● **ページ本文**
▶

循環器病総合支援センターモデル事業の公募案を了承

循環器病総合支援センターモデル事業の公募案を了承

【厚労省・循環器病支援委員会】センターを全国10都道府県に設定して先行実施

 厚生労働省は2月17日、循環器病総合支援委員会の初会合を開いた。厚労省が2022年度に行う、全国10都道府県程度に循環器病総合支援センターを設けるモデル事業の公募要綱案を大筋で了承した。
 同委員会は、2019年12月1日に施行された「健康寿命の延伸等を図るための脳卒中、心臓病その他の循環器病に係る対策に関する基本法」に基づき閣議決定された循環器病対策推進基本計画(2020年10月27日)を踏まえ、同計画に定める目標などを達成するために、循環器病対策推進協議会の下に設置された。
 相談・生活支援などの総合的な取組みを進めるため、同委員会の検討事項に、◇循環器病総合支援センターに必要な要件の検討◇モデル事業で実施された循環器病総合支援センターが、効率的に支援を行うことができたかを検証◇より実効性のある総合支援のための提案─を置いた。
 構成員は6名で、委員長は、宮本享・京都大学医学部附属病院院長が選出された。他の構成員は、川勝弘之・循環器病(脳卒中)経験者、木澤晃代・日本看護協会常任理事、坂田泰史・大阪大学大学院医学系研究科循環器内科学教授、中澤よう子・神奈川県医務監、早坂由美子・日本医療社会福祉協会理事となっている。

センターが包括的な支援体制を構築
 同日は、厚生労働科学研究・特別研究・野出班報告による循環器病総合支援センターの設置要件案の報告を受け、それに即した循環器病総合支援センターモデル事業の公募要綱案を大筋で了承した。
 循環器病総合支援センターは、循環器病患者を中心とした包括的な支援体制を構築するために、専門的な知見を有し、地域の情報提供などの中心的な役割を担う医療機関との位置づけだ。
 地域の病院やかかりつけ医と連携し、患者や地域住民に情報提供・相談支援を行う。「地域医療機関の診療および患者支援機能の向上が可能となる」、「国民がワンストップで必要な情報を得られるとともに、より効率的かつ質の高い支援が可能となる」ことが期待される。

◀

● **元データ**
▶

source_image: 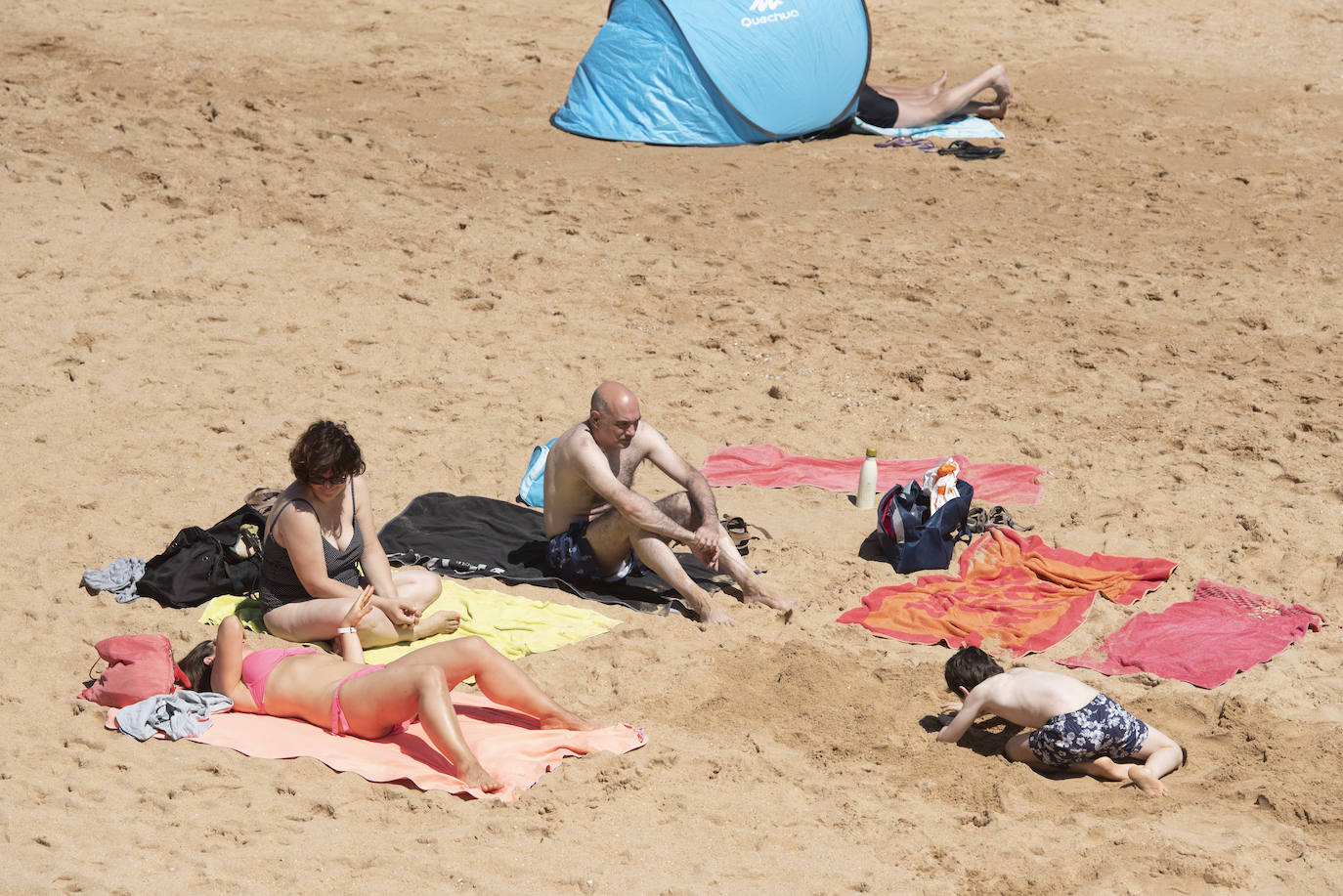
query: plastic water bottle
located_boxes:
[858,448,877,510]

◀

● **作業の指示**
循環器病総合支援センターのモデル事業に関する記事の続きを、最後の文の後から書き継いでください。 データは別の出典から取ったものです。

● **出力結果**
 センター事業の公募要綱では、応募資格として、◇脳卒中・心臓病の急性期を含む入院医療を提供している◇循環器病患者支援、リハビリテーション等の取組み、適切な情報提供・相談支援、緩和ケア、後遺症を有する者への支援、治療と仕事の両立支援・就労支援、小児期・若年期から医療が必要な循環器病への対応ができる◇都道府県内および近隣の循環器病の診療を行っている医療機関と連携できる─などをすべて満たすことをあげた。
 事業内容としては、◇患者・家族の相談窓口の設置◇住民への情報提供、普及啓発◇地域の医療機関、かかりつけ医を対象とした研修会、勉強会などの開催◇データベース事業が開始した際には、データ入力・入力支援─などがある。
 ただ、同日の議論で、データ入力・入力支援については、実施主体の位置づけなどを再度整理することになった。また、「予防」の概念をセンターモデル事業に取り入れることも合意した。そのほか、多岐にわたる相談が寄せられることが想定されるため、そのための体制づくりや人材育成の重要性も指摘された。
 また、努力義務として、「急性期から回復期および維持期まで一貫性を持ったリハビリテーション治療の提供等の取組の推進」や「超高齢社会の対応と地域包括ケアシステムとの協働」、アドバンス・ケア・プランニングに関する情報提供などを努力義務とした。